— Begin —

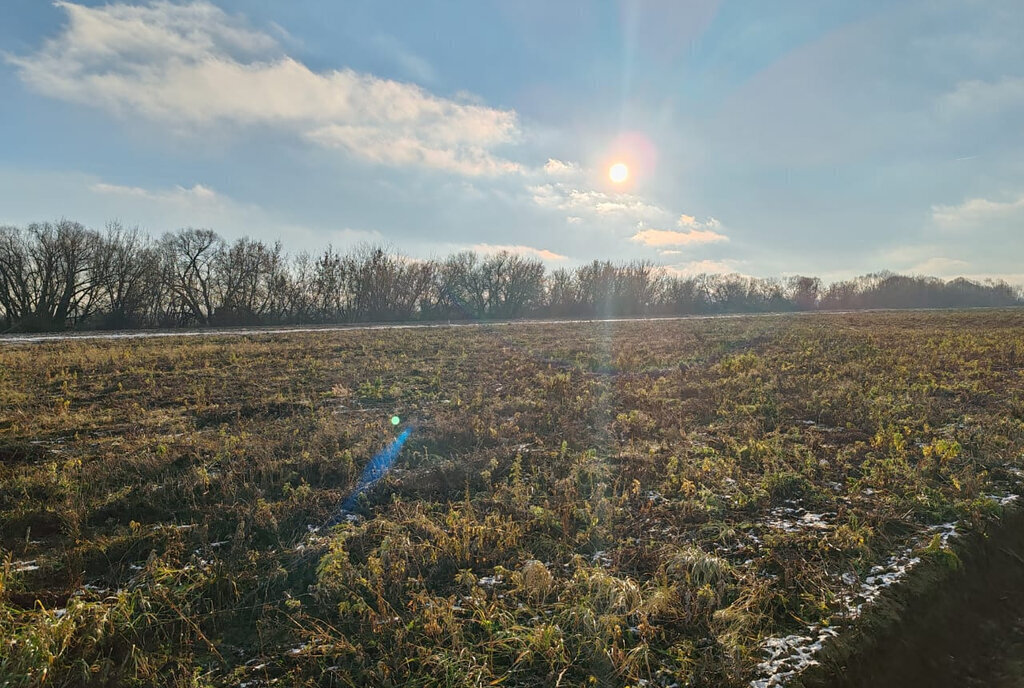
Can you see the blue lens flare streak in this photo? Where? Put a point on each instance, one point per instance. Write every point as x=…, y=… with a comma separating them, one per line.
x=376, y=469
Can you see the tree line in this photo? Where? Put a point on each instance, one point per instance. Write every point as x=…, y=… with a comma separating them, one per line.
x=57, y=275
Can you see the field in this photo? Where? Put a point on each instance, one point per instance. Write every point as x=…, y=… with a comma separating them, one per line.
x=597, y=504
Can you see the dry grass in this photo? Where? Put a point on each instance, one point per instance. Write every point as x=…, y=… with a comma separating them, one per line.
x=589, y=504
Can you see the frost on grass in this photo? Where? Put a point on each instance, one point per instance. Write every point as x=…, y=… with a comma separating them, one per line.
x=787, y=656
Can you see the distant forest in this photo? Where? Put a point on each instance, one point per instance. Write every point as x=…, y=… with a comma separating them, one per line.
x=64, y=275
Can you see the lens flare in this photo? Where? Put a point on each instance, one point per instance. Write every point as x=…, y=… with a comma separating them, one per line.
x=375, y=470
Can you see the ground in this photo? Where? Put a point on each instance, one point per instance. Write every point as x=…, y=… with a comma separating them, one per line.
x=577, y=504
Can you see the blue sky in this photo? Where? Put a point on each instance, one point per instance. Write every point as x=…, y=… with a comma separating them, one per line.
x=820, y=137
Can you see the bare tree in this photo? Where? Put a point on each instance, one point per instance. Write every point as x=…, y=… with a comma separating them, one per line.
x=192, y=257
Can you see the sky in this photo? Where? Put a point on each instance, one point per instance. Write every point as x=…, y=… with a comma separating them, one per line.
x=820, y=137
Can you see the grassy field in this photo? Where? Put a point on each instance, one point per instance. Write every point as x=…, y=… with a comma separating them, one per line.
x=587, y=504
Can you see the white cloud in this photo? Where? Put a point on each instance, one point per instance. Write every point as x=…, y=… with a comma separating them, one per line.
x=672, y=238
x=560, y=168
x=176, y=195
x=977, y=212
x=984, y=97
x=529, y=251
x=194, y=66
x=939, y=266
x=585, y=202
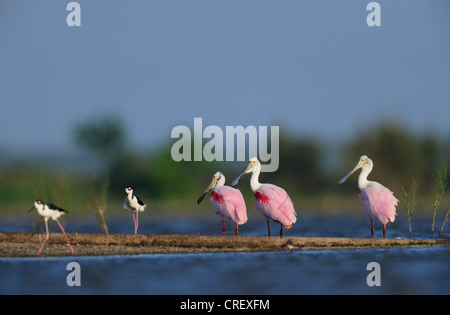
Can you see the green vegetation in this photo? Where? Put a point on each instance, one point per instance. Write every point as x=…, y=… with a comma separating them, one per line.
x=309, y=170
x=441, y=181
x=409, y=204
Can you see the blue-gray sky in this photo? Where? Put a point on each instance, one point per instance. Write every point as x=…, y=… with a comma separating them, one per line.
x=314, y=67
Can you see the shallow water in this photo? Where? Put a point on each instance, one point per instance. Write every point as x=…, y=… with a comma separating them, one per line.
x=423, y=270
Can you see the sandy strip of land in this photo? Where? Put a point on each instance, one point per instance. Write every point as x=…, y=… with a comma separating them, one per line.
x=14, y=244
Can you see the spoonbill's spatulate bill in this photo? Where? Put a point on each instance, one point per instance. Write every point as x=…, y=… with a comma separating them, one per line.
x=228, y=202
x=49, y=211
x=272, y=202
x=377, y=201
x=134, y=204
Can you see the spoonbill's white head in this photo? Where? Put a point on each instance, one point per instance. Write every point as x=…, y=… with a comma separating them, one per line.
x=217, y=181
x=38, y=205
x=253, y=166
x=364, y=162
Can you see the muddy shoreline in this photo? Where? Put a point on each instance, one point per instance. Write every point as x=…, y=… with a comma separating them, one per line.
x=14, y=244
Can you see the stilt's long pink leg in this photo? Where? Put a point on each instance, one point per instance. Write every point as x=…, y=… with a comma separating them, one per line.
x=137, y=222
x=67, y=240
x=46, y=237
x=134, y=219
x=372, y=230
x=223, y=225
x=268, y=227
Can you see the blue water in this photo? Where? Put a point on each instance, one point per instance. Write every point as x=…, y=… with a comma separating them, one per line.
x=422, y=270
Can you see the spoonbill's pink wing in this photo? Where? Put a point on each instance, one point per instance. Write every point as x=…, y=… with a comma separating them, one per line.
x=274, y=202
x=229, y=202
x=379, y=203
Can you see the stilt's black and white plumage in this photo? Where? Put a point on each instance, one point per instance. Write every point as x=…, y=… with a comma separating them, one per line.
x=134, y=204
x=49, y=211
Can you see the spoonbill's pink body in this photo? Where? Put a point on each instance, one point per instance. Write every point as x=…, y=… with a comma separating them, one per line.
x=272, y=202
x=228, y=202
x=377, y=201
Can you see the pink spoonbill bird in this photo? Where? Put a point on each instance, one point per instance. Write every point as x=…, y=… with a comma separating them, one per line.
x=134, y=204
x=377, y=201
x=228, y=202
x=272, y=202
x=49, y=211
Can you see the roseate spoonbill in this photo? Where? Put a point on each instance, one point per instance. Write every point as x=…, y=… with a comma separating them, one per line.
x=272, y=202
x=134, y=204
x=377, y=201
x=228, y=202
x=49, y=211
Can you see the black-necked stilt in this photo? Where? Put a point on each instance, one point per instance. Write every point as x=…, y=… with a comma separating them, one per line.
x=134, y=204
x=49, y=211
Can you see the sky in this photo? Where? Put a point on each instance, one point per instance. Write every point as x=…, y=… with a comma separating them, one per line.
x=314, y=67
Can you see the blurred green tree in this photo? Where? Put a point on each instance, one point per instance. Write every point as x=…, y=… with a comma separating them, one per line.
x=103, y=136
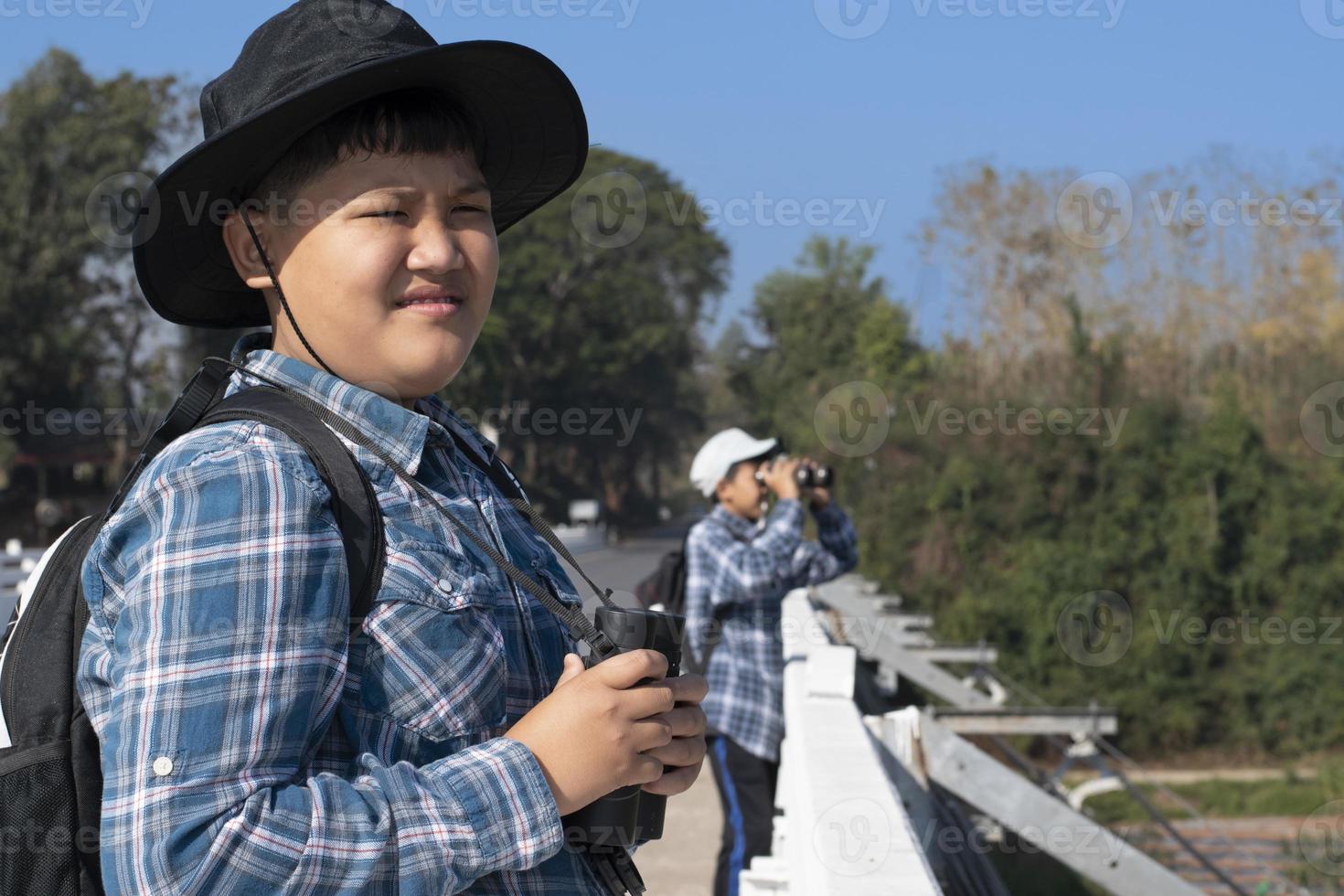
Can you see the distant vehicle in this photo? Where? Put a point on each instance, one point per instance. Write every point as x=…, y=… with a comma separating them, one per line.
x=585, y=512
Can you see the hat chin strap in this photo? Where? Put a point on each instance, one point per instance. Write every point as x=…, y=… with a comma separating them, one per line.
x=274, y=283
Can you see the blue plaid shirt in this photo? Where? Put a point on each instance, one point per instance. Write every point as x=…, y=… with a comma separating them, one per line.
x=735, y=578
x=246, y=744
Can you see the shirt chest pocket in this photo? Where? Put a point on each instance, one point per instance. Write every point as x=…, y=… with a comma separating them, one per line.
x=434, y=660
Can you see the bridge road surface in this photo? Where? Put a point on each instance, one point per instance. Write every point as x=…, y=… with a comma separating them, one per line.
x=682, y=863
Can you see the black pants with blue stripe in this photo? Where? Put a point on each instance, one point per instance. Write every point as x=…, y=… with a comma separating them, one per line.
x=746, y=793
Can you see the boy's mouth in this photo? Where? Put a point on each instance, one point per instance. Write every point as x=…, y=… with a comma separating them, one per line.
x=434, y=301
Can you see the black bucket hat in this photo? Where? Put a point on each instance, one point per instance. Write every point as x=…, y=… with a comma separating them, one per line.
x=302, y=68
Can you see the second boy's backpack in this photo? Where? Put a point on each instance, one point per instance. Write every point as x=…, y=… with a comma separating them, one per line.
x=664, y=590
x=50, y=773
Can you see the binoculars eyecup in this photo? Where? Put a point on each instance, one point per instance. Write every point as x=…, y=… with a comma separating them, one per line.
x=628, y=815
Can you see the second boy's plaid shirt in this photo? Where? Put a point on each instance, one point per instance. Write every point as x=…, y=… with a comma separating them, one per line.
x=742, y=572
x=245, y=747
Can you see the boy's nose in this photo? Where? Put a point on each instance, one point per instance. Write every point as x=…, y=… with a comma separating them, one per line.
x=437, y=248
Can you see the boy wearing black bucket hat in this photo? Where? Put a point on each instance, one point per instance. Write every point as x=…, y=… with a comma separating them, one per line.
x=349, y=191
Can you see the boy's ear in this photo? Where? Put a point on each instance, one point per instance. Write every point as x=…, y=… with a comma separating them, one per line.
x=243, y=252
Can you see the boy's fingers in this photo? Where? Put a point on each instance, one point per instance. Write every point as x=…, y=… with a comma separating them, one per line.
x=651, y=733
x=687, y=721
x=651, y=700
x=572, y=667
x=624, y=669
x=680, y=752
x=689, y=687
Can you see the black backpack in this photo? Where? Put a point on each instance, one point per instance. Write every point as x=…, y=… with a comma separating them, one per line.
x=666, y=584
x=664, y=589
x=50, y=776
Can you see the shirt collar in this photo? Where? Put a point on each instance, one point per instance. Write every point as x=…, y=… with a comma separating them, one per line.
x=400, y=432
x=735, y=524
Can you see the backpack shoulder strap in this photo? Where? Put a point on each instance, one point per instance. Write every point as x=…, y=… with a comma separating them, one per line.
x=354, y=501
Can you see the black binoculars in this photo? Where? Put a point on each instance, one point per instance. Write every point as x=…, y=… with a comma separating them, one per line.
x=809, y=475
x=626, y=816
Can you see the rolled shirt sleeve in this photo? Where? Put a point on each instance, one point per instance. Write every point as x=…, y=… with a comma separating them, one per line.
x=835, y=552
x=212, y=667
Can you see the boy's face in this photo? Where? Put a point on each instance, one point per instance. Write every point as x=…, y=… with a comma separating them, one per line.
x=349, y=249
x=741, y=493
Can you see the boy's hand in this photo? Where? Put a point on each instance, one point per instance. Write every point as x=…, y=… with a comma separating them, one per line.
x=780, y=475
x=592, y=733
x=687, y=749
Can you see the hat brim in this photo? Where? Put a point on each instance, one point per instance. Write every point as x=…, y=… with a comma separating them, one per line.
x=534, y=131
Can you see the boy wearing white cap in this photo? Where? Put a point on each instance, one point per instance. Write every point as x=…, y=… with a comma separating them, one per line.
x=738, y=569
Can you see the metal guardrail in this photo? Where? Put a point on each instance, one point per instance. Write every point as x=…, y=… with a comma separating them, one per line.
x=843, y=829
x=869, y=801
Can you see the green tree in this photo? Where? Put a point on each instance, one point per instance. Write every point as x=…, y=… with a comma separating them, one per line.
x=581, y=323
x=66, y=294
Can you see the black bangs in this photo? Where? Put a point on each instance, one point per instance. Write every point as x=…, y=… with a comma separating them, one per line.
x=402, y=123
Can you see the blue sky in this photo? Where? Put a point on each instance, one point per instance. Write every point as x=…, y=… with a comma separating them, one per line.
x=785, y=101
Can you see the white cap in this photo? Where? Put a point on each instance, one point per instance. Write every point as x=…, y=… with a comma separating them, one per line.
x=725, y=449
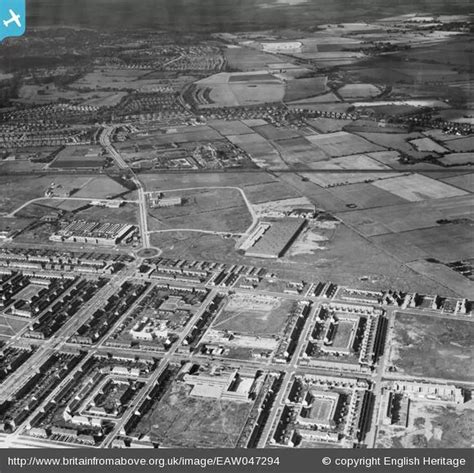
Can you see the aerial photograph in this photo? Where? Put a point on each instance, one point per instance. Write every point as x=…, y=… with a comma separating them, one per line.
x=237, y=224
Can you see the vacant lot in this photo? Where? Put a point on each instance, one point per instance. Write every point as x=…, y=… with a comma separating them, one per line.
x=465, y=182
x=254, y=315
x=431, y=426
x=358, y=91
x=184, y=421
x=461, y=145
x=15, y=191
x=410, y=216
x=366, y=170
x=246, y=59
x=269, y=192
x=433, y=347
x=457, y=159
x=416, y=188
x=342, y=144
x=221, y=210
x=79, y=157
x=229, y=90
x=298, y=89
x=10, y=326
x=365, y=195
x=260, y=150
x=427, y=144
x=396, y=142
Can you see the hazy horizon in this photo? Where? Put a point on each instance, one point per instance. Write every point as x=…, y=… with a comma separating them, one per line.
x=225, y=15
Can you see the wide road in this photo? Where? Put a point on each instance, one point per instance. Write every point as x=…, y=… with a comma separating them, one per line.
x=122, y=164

— End —

#### Prompt:
Please rewrite the records above, from their start through the line containing "x=787, y=656", as a Markdown table with the columns "Row" and "Entry", numbering each line and leaving out blank lines. Leave the pictures out.

#### The output:
| Row | Entry |
|---|---|
| 1 | Can you see the blue lens flare streak in this photo? Where? Put a point on each instance, one point per instance. Write every point as x=…, y=… with a comma separating them, one per line. |
| 2 | x=376, y=469 |
| 3 | Can you see the tree line in this photo? Where? Put a point on each instance, one point per instance. Write every point as x=…, y=… with a comma separating them, one per line. |
| 4 | x=57, y=275 |
| 5 | Can you see the field in this photo? Where? Put a point on each instance, one point per instance. Write every point as x=…, y=… with a comma separating them, one per line. |
| 6 | x=597, y=504 |
| 7 | Can you see the dry grass in this photo? Where? Put a point on each instance, one point per instance. Write every point as x=…, y=… with a comma separating them, one per line. |
| 8 | x=589, y=504 |
| 9 | Can you see the frost on grass in this photo? Where? Put a point on each instance, one point per instance. Write every point as x=…, y=… with a comma separating them, one per line. |
| 10 | x=787, y=656 |